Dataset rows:
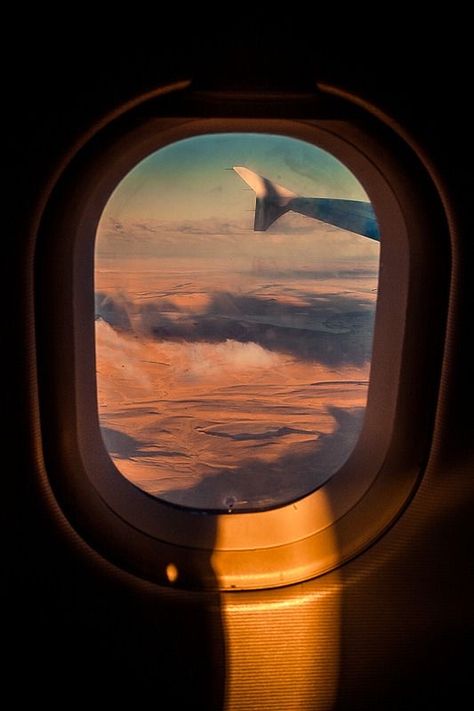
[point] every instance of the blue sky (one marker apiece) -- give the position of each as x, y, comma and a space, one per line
188, 179
185, 201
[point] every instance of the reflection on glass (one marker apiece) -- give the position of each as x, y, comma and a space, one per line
235, 311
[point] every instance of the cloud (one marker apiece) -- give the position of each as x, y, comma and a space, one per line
334, 329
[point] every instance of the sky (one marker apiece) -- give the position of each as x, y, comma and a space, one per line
185, 200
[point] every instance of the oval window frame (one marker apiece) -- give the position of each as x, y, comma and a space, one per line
280, 545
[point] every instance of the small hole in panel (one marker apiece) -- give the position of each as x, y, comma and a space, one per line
235, 282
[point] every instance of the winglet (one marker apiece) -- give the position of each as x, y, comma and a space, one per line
272, 200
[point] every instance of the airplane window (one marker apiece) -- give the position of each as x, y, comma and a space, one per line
235, 285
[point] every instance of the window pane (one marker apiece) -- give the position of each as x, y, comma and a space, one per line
235, 310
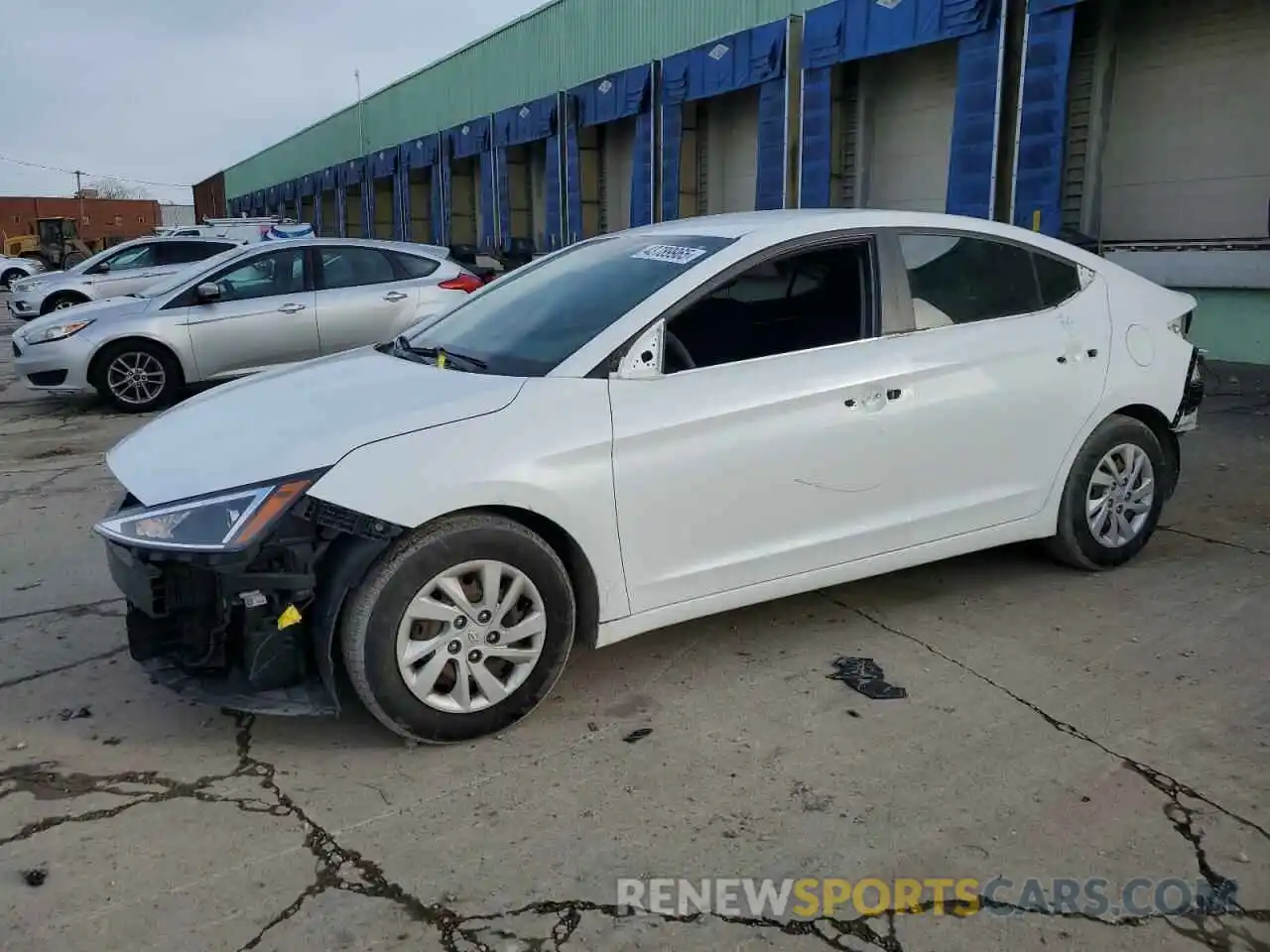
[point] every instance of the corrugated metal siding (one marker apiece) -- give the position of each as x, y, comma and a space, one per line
1080, 112
556, 48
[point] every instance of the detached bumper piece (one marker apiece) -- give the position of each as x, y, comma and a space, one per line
1193, 395
236, 630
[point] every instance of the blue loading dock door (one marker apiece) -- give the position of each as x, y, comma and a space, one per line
608, 154
527, 164
691, 80
842, 33
329, 206
307, 199
353, 199
467, 181
382, 194
422, 199
1038, 194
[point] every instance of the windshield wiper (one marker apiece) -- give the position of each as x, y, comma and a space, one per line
436, 353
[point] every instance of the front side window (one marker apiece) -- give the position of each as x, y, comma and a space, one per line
354, 267
530, 320
263, 276
414, 266
960, 280
134, 258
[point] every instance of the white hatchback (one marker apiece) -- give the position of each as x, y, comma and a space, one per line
638, 430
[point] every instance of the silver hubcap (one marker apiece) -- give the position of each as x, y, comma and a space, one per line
471, 636
1120, 494
136, 377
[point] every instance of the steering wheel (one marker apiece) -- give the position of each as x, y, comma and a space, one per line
675, 349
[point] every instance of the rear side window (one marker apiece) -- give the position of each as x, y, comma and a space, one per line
414, 266
354, 267
960, 280
187, 252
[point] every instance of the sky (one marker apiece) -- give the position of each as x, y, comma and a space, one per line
175, 90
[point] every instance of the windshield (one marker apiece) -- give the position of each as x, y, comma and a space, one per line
526, 322
175, 281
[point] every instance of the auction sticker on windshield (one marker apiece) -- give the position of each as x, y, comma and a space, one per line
671, 254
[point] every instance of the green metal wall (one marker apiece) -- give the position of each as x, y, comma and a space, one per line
556, 48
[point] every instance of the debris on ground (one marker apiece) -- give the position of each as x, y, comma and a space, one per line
35, 878
865, 675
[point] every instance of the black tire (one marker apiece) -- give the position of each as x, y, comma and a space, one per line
368, 629
1076, 544
55, 302
173, 380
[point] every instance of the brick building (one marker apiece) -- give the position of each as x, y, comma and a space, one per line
102, 221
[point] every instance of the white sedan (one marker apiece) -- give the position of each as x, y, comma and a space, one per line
636, 430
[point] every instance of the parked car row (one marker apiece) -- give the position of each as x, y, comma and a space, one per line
633, 431
239, 309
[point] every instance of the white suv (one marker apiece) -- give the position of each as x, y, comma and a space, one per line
116, 272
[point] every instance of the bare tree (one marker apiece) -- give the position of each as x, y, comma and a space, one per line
113, 188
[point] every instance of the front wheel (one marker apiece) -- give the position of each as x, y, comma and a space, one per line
461, 630
1112, 497
137, 376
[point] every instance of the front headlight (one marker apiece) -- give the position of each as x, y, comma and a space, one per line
59, 331
226, 522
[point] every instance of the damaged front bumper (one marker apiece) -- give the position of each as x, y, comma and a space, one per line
250, 631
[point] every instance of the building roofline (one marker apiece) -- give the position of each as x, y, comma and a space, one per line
463, 49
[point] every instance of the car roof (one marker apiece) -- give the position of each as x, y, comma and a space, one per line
788, 223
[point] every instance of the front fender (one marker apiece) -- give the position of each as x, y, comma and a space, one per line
549, 452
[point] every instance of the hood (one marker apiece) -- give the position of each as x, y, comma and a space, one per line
54, 280
296, 419
109, 308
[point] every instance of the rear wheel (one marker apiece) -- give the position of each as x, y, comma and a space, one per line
461, 630
137, 376
1112, 497
60, 302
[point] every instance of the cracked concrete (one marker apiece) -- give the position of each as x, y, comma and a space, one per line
1058, 725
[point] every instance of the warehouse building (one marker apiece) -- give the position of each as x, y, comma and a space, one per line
1135, 126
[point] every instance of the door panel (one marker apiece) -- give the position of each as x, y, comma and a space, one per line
733, 475
252, 327
992, 411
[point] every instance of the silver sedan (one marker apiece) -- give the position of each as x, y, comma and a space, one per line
245, 309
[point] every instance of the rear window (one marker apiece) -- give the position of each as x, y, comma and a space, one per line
526, 322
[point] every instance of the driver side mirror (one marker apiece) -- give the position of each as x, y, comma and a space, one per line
643, 359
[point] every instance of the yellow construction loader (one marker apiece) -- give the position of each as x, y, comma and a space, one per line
54, 241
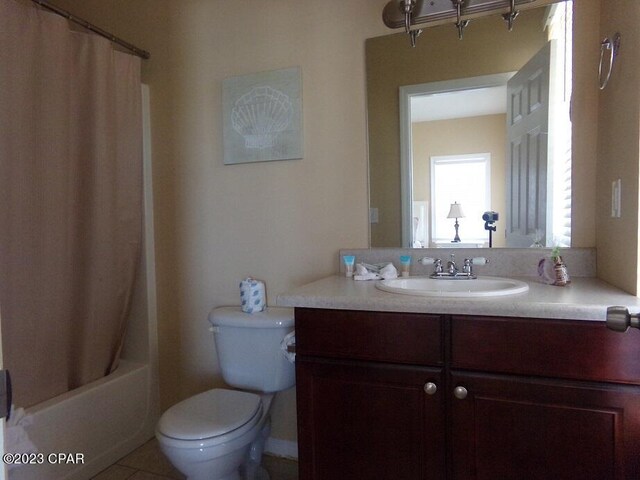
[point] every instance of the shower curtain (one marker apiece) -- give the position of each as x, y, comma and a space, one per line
70, 200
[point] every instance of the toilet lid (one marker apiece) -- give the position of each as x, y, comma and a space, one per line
209, 414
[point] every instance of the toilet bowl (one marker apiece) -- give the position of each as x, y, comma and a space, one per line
208, 436
219, 433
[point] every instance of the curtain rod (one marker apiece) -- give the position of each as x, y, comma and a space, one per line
72, 18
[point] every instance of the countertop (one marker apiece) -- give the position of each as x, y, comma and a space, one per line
583, 299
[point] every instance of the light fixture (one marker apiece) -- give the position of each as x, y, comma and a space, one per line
407, 7
408, 13
456, 212
460, 24
511, 15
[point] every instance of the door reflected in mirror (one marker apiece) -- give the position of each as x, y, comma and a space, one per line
493, 142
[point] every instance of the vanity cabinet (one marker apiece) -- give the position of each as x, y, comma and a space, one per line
369, 395
421, 397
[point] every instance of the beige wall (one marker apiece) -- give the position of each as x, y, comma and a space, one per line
482, 134
279, 221
618, 149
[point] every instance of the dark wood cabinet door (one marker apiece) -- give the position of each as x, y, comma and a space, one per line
369, 421
515, 428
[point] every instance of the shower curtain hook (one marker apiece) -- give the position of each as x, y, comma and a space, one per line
613, 47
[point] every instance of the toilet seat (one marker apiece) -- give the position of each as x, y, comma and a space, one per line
210, 415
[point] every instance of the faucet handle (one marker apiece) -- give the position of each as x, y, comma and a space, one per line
479, 261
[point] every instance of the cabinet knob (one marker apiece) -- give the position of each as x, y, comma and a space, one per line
430, 388
460, 393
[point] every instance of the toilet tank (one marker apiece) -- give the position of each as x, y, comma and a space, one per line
249, 347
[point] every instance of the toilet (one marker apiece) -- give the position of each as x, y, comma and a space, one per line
220, 434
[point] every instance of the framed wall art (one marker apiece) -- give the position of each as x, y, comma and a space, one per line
263, 116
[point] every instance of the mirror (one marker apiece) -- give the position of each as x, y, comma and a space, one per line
406, 155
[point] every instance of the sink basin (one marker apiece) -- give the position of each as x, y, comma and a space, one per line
431, 287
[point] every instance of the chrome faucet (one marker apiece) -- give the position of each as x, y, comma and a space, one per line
451, 265
452, 269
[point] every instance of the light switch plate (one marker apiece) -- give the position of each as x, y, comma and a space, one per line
616, 195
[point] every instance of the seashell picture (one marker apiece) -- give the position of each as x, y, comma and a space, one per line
263, 116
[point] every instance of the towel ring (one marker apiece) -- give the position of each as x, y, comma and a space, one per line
613, 47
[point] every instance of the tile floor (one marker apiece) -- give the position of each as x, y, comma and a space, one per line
148, 463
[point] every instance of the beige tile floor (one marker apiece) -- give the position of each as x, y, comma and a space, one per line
148, 463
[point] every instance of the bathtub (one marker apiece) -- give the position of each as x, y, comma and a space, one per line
103, 421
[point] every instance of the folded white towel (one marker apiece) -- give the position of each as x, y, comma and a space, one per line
367, 276
388, 272
375, 272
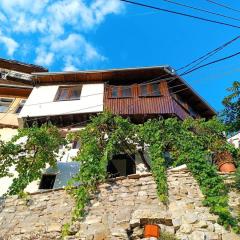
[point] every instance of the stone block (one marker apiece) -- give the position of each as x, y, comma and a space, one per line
54, 227
190, 218
186, 228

:: Requirement ::
With pictures left out, repeat exactly the lines from the line bearing "[point] every instance of the light switch" through the final line of the records above.

:: Solved exercise ::
[point] every instance of the light switch plate (one marker apiece) -- give the position of each as x, y, comma and a space, one per line
616, 195
[point] every instance of the seashell picture (one marker apiece) -- give the position of each as x, y, comma and a space, one per line
263, 116
[point] every instance of the towel ring (one marker apiece) -- give the position of each as x, y, comma and a space, one per line
613, 47
[point] every instance of the tile floor (one marker apiece) -- give the position of each as x, y, comma and a space, one per line
148, 463
[point] every instance of the beige tile floor (one marker apiece) -- give the position of each as x, y, comma and a space, one per line
148, 463
[point] every instance of the bathtub (one marker apiece) -- give the position of each as x, y, comma and a space, one per line
103, 421
[point] every instance of the folded white towel (one marker apiece) -- give the position of each as x, y, comma and a space, one per line
367, 276
388, 272
375, 272
[point] every instance of the stone block (one marker apiece) -- give the position of each as x, y, comma and a space, one per line
54, 227
190, 218
186, 228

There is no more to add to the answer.